◆ **What is being asked**:
Give back all of the data exactly, with every picture omitted.

··········

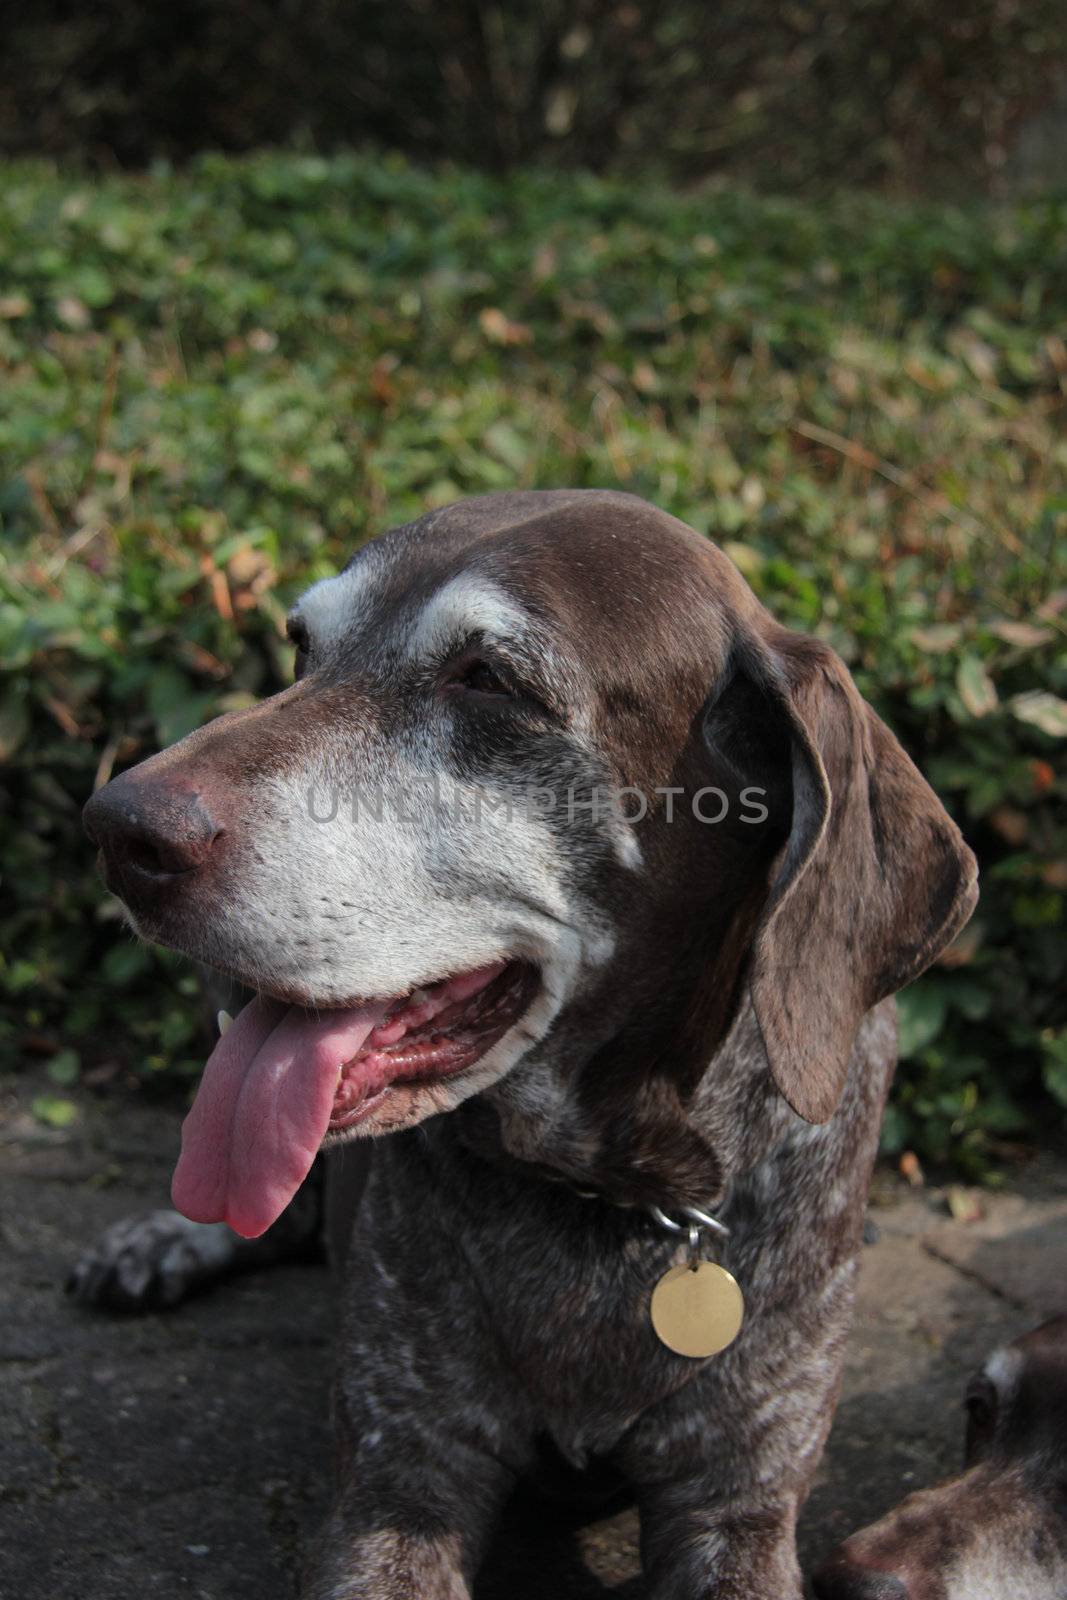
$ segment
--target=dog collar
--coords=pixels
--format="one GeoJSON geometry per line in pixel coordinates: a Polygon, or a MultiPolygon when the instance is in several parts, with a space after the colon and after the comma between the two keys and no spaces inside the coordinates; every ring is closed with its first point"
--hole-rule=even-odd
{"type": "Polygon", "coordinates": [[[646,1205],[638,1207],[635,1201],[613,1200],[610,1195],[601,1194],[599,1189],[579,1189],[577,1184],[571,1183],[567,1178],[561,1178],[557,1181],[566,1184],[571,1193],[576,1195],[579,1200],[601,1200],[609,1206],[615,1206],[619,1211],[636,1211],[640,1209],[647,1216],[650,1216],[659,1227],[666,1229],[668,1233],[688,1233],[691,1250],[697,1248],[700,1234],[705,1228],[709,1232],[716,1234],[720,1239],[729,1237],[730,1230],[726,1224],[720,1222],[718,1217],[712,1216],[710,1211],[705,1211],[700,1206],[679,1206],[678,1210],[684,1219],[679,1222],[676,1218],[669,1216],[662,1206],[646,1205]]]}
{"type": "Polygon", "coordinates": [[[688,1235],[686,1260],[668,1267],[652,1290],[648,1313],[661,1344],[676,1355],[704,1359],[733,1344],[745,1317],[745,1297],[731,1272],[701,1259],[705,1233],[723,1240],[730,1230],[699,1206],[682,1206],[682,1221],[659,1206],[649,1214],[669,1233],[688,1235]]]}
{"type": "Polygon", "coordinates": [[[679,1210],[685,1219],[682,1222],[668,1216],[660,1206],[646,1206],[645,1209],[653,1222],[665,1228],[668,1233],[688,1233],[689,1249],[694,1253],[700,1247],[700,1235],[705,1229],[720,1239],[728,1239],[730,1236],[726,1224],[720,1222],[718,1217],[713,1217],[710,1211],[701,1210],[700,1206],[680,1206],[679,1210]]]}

··········

◆ **Solution**:
$ segment
--target=dog collar
--coords=pixels
--format="one GeoJSON geometry per line in pixel coordinates: a Polygon, or a MultiPolygon when the instance is in several parts, with a space after the colon and after the comma between the two keys and no spaces inside the coordinates; every ring is closed with its first point"
--hole-rule=even-odd
{"type": "Polygon", "coordinates": [[[646,1205],[638,1207],[635,1201],[613,1200],[610,1195],[601,1194],[599,1189],[579,1189],[577,1184],[571,1183],[567,1178],[561,1178],[557,1181],[566,1184],[571,1193],[576,1195],[579,1200],[601,1200],[609,1206],[615,1206],[619,1211],[636,1211],[640,1209],[647,1216],[650,1216],[659,1227],[666,1229],[668,1233],[688,1233],[691,1250],[697,1248],[700,1234],[705,1228],[709,1232],[716,1234],[720,1239],[729,1237],[730,1230],[726,1224],[720,1222],[718,1217],[712,1216],[710,1211],[705,1211],[700,1206],[679,1206],[678,1210],[684,1219],[679,1222],[676,1218],[669,1216],[662,1206],[646,1205]]]}
{"type": "Polygon", "coordinates": [[[688,1235],[686,1260],[668,1267],[652,1290],[648,1313],[661,1344],[676,1355],[704,1359],[733,1344],[745,1317],[745,1297],[731,1272],[701,1259],[705,1233],[723,1240],[730,1230],[699,1206],[682,1206],[682,1221],[659,1206],[649,1214],[669,1233],[688,1235]]]}
{"type": "Polygon", "coordinates": [[[679,1210],[685,1219],[682,1222],[668,1216],[660,1206],[646,1206],[645,1209],[653,1222],[665,1228],[668,1233],[688,1233],[689,1249],[694,1253],[700,1247],[700,1235],[705,1229],[720,1239],[728,1239],[730,1236],[726,1224],[720,1222],[718,1217],[713,1217],[710,1211],[701,1210],[700,1206],[680,1206],[679,1210]]]}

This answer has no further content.